Material.

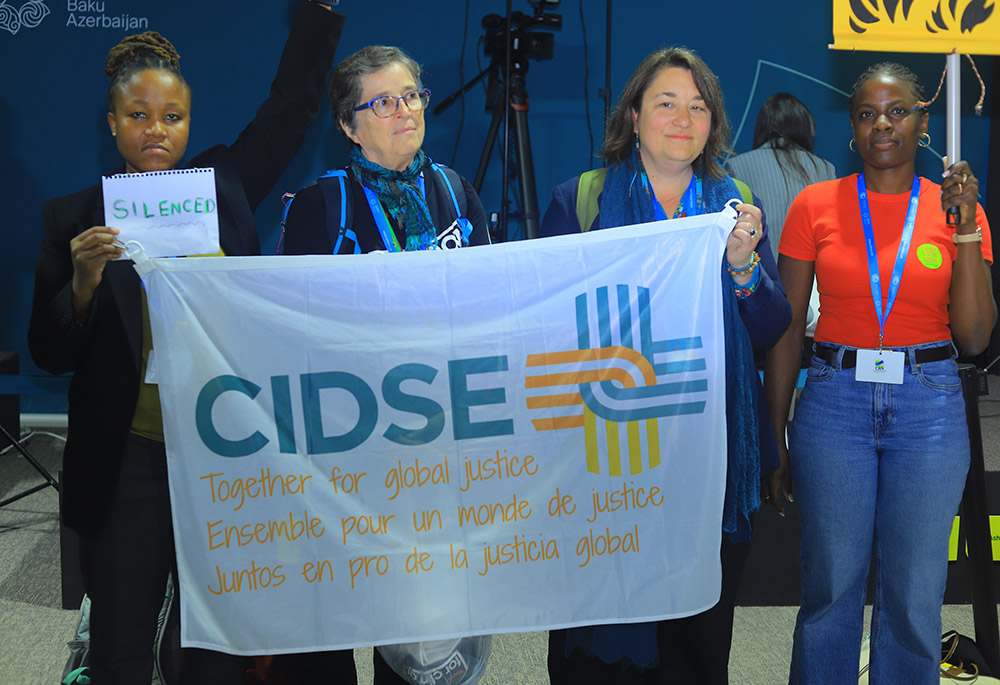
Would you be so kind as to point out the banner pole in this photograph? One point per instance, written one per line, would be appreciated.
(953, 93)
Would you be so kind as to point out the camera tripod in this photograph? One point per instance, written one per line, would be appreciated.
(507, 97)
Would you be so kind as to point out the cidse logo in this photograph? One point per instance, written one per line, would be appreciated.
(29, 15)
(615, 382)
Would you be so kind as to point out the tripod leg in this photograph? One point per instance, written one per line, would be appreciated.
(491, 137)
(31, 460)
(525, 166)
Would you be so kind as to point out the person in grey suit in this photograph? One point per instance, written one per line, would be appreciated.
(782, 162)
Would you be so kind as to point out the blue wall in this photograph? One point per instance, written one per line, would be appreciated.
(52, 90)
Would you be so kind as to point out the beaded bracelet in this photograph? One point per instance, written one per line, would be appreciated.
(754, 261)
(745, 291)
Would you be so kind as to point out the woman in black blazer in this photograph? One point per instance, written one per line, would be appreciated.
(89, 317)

--

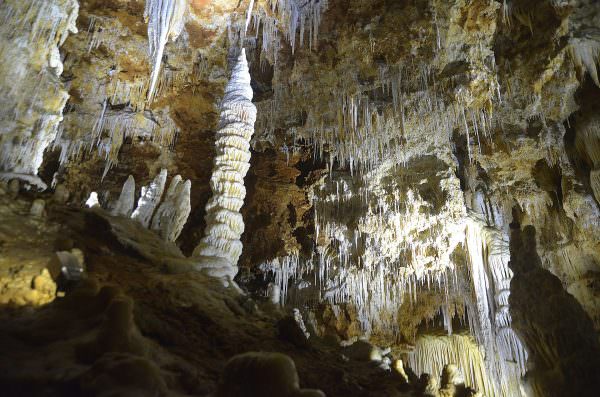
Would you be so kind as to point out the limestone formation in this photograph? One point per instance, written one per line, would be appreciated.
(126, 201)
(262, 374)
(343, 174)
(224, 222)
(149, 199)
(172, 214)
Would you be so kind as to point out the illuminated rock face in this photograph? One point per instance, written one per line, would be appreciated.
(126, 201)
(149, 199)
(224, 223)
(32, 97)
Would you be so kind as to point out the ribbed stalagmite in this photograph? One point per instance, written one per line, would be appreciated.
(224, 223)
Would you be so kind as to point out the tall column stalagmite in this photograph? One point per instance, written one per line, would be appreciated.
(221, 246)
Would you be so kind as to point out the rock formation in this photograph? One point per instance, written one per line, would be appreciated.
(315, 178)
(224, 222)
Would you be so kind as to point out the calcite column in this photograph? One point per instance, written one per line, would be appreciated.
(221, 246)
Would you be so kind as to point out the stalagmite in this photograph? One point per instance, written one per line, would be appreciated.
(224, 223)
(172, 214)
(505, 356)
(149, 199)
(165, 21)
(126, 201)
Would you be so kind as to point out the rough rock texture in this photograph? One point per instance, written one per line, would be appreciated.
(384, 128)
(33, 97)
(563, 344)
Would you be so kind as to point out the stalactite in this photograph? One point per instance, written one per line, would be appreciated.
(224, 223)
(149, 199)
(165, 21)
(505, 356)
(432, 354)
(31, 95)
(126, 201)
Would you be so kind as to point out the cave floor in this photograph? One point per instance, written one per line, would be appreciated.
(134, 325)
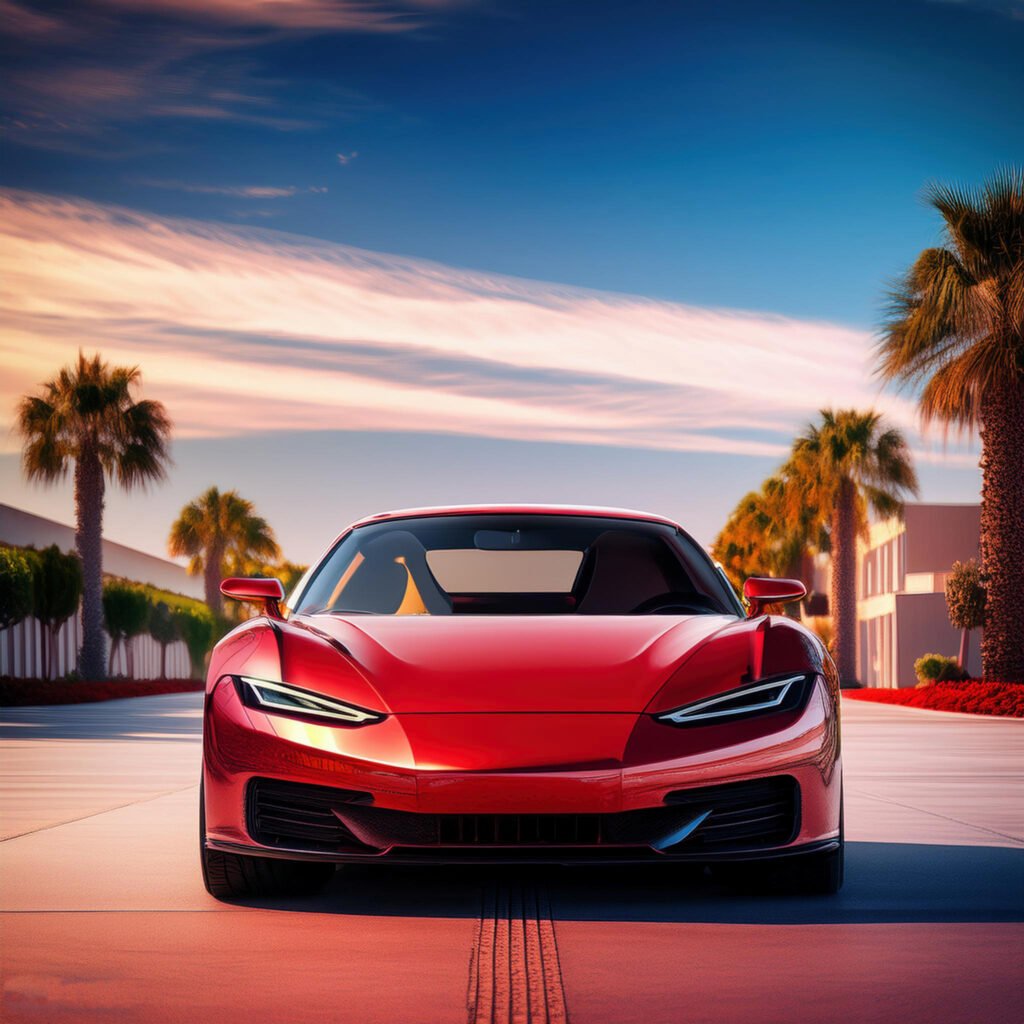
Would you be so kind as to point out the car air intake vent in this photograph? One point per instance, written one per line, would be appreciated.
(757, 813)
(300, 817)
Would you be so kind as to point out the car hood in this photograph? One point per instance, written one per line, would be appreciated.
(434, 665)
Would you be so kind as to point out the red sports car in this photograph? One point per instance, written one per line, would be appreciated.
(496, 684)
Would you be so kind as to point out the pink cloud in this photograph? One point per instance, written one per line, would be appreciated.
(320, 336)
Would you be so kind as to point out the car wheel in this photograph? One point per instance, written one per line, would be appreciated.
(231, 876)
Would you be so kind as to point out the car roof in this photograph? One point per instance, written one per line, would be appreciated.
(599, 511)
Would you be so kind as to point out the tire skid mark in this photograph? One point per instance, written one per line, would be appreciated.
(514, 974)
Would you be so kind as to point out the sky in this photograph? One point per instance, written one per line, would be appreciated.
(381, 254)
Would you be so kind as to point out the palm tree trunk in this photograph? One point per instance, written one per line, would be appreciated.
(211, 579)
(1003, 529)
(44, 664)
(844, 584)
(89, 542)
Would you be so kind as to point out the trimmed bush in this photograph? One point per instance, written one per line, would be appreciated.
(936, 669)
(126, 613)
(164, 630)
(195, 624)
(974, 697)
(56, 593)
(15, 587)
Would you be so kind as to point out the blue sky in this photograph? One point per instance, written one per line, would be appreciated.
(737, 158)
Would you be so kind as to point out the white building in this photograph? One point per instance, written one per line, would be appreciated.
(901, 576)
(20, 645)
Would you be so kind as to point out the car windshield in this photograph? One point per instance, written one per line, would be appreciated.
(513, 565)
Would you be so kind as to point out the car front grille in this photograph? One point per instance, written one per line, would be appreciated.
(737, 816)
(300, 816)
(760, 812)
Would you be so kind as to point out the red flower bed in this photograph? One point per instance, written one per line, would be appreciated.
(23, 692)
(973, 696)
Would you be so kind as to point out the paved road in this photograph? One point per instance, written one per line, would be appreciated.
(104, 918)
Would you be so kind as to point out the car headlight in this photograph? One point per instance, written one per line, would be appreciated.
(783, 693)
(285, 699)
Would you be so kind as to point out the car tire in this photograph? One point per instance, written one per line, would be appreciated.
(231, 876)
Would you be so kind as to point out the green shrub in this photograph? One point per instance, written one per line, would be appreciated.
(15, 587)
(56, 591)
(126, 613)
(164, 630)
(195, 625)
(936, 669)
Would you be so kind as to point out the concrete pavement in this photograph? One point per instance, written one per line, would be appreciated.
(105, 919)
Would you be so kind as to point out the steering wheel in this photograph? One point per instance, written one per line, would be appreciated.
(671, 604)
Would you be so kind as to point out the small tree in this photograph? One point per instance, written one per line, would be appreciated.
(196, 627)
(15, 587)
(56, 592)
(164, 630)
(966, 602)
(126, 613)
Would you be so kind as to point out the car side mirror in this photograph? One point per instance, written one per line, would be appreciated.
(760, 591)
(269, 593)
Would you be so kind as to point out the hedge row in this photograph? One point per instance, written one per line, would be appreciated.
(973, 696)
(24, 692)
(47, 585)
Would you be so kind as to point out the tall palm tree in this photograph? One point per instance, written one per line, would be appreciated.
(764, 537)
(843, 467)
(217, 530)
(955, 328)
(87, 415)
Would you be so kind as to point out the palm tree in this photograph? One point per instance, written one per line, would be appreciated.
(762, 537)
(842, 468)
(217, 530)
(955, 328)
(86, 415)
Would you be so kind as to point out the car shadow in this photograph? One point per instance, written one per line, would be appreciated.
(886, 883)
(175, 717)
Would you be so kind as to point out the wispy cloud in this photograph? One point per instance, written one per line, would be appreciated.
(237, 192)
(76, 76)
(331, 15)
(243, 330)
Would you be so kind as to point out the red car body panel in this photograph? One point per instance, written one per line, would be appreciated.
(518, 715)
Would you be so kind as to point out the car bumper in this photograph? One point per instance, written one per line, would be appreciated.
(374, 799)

--

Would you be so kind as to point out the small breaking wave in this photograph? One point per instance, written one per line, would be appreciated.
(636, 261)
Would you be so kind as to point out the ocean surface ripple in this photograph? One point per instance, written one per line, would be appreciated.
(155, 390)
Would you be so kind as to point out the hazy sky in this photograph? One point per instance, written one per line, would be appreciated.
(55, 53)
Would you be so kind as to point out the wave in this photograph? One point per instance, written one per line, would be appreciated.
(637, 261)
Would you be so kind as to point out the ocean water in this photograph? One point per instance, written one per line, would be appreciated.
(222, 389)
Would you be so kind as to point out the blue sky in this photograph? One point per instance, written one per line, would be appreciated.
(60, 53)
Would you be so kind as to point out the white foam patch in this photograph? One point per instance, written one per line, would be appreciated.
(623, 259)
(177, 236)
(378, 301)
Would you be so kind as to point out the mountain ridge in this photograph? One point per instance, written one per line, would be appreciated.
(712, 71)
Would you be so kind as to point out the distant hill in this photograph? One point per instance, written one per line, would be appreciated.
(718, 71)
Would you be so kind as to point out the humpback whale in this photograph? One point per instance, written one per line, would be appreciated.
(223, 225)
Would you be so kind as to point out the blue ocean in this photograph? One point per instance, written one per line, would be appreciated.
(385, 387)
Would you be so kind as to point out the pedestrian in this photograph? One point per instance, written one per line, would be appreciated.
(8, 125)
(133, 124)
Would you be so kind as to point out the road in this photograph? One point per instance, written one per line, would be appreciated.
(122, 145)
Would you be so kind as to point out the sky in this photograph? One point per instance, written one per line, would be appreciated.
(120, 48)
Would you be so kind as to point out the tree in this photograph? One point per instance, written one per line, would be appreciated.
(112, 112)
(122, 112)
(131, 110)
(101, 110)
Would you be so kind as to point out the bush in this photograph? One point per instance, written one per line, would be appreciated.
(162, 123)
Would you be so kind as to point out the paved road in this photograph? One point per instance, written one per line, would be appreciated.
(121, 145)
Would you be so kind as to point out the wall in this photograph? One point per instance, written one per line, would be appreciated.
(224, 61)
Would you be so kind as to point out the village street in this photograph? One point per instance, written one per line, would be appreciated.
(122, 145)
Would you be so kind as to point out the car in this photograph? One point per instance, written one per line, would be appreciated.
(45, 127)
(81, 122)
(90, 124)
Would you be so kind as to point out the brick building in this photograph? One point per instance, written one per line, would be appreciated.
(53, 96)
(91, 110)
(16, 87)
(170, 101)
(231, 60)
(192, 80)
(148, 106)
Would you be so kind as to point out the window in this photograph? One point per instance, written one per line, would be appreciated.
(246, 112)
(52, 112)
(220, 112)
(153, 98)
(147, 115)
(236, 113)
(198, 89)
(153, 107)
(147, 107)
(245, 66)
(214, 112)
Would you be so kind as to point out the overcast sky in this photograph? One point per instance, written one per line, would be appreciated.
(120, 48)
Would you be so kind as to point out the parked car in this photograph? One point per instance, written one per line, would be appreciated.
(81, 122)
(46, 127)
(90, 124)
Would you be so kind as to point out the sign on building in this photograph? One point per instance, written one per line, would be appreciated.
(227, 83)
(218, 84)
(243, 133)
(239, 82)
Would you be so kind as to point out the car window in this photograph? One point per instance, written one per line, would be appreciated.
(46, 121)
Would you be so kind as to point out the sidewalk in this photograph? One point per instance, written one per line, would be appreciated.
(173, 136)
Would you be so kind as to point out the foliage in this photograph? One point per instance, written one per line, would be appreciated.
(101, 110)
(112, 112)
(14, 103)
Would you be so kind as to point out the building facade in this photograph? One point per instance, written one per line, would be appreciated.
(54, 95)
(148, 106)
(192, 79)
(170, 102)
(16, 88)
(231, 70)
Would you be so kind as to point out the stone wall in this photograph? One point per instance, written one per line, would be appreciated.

Directive.
How many lines in the rows above contain the string "formation"? Case counts. Reply with the number alone.

Solution to this task.
2